** TASK SET **
A - Reproduce the portion of the article on DHS switching to Macs that starts at "Needless to say, the" and ends at "required for login).".
B - In the article on DHS switching to Macs, condense the paragraph beginning "Therein lies the difference since 1999" into a shorter version that keeps its main facts.
C - According to the article on DHS switching to Macs, by how much did Apple stock rise on the announcement?

** PASSAGE PROVIDED **
_ _ _ _ _ _ _

Cast your mind back to September of 1999, when we reported on a highly publicized move by the U.S. Army to transition its primary Web server from Windows NT to Power Macintosh G3s running WebSTAR (then from StarNine Technologies, now owned by 4D). The reason was simple: the Army’s home page had been hacked and modified in embarrassing ways, and even though the FBI arrested a teenager in connection with the incident, the Army addressed the problem in part by switching away from the insecure Windows NT.
Although 1999 seems an eternity ago, some things never change, and today the U.S. Department of Homeland Security (DHS) announced that it would be standardizing all of its computing functions on Macs running Mac OS X. As with the Army’s decision back in 1999, the reason is security. Even though Microsoft continues to block holes in Windows, we’ve seen an ever-increasing number of worm and virus epidemics that have turned millions of Windows-based PCs into zombie spam generators and resulted in many billions of dollars of damage and cleanup costs.
Therein lies the difference since 1999. Although DHS remains concerned about the security of its internal and external Web sites, the real worry today is that the entire department could be crippled by a virulent Windows worm or virus. The Army was merely embarrassed by their Web site being modified, but a worm-based attack on DHS computers could seriously compromise the agency’s ability to respond to a terrorist attack. DHS has been particularly concerned about such attacks, issuing an alert in March about a Windows program called Phatbot that brings peer-to-peer networking concepts to malicious software.
Needless to say, the announcement is good news for Apple Computer, since it will entail the purchase of hundreds of thousands of Macintosh systems. Apple stock rose $4.01 on the announcement as Wall Street took account of the future earnings.
It’s important to remain realistic about the effects of DHS switching to Mac OS X. In the past, Macs have been largely free of worms and viruses at least in part because Macs weren’t generally used in “interesting” places (interesting, that is, to the sort of people who write malicious software). Targets don’t get much more prominent than DHS, and I fully expect to see more hacking effort aimed against Macs in the near future. Apple is not unaware of this possibility either, and has already started advertising for additional security engineers, as evidenced by the job posting below (Apple ID required for login).

_ _ _ _ _ _ _

Dataset entries:
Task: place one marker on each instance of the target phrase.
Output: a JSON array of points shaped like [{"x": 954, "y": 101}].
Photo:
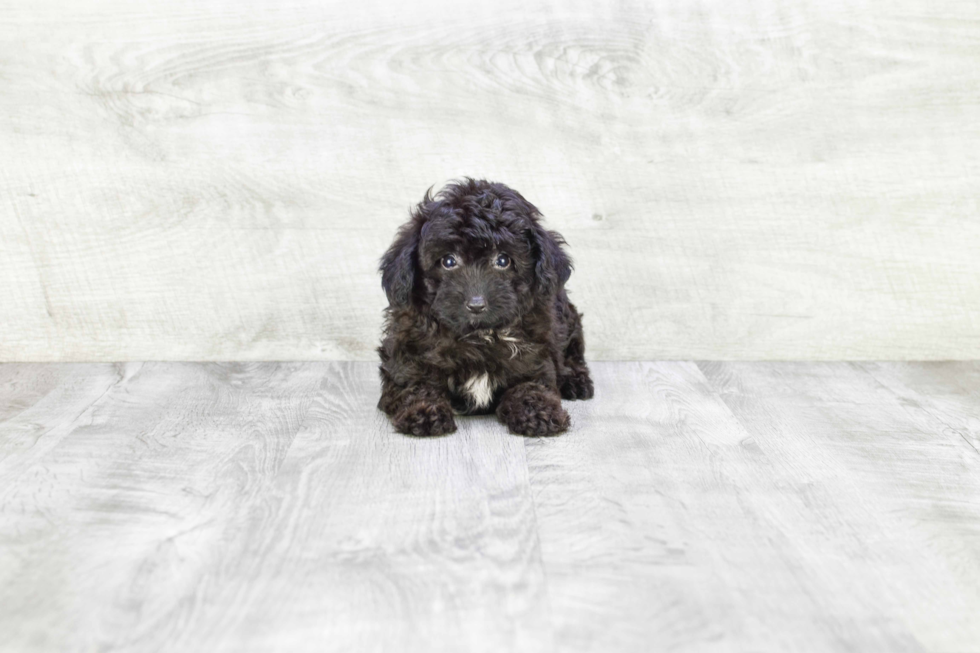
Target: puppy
[{"x": 478, "y": 320}]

_ _ _ _ _ _ _

** WRITTEN ANSWERS **
A -
Needless to say, the announcement is good news for Apple Computer, since it will entail the purchase of hundreds of thousands of Macintosh systems. Apple stock rose $4.01 on the announcement as Wall Street took account of the future earnings.
It’s important to remain realistic about the effects of DHS switching to Mac OS X. In the past, Macs have been largely free of worms and viruses at least in part because Macs weren’t generally used in “interesting” places (interesting, that is, to the sort of people who write malicious software). Targets don’t get much more prominent than DHS, and I fully expect to see more hacking effort aimed against Macs in the near future. Apple is not unaware of this possibility either, and has already started advertising for additional security engineers, as evidenced by the job posting below (Apple ID required for login).

B - Since 1999, the concern has shifted. DHS still worries about its Web sites, but its real fear is that a Windows worm or virus could cripple the whole department and seriously compromise its ability to respond to a terrorist attack, whereas the Army was only embarrassed by a modified site. DHS issued an alert in March about Phatbot, a Windows program that brings peer-to-peer networking concepts to malicious software.

C - Apple stock rose $4.01.